Available records:
++++++++

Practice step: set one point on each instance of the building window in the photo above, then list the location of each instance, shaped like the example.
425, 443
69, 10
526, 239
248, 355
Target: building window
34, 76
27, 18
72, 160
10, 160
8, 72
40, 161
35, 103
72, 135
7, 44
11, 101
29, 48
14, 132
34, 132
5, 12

++++++++

Task:
All entries must come back exactly as they were written.

Exercise output:
Practice step: set one point on each instance of the building window in the photo above, then list the location of each instance, shaped like the example.
425, 443
69, 10
526, 239
248, 355
Target: building window
34, 76
27, 18
72, 160
10, 160
8, 72
40, 161
35, 103
72, 135
7, 44
11, 101
29, 48
14, 132
34, 132
5, 12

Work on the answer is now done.